▶ _Task prompt_:
Reproduce, exactly and in full, the records that follow, minus any pictures.

□ □ □ □ □

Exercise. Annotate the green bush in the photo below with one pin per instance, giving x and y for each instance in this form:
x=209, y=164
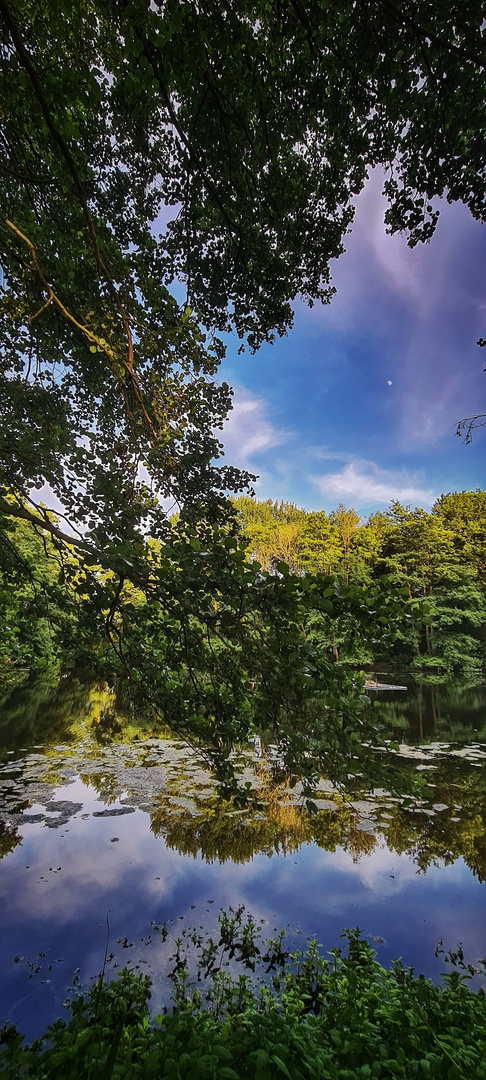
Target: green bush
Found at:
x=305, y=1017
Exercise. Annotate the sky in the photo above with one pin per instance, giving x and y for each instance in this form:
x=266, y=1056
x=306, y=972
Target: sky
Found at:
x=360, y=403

□ □ □ □ □

▶ _Answer to this exercise_:
Exercise. Annotate the green bush in the photo below with one pin per instance, giving x and y for each instance in this form:
x=209, y=164
Target: green bush
Found at:
x=305, y=1017
Exercise. Annotate the sky in the photo above with one pin per instance, giving x and y for each instance in this form:
x=266, y=1056
x=306, y=972
Target: sky
Found at:
x=360, y=403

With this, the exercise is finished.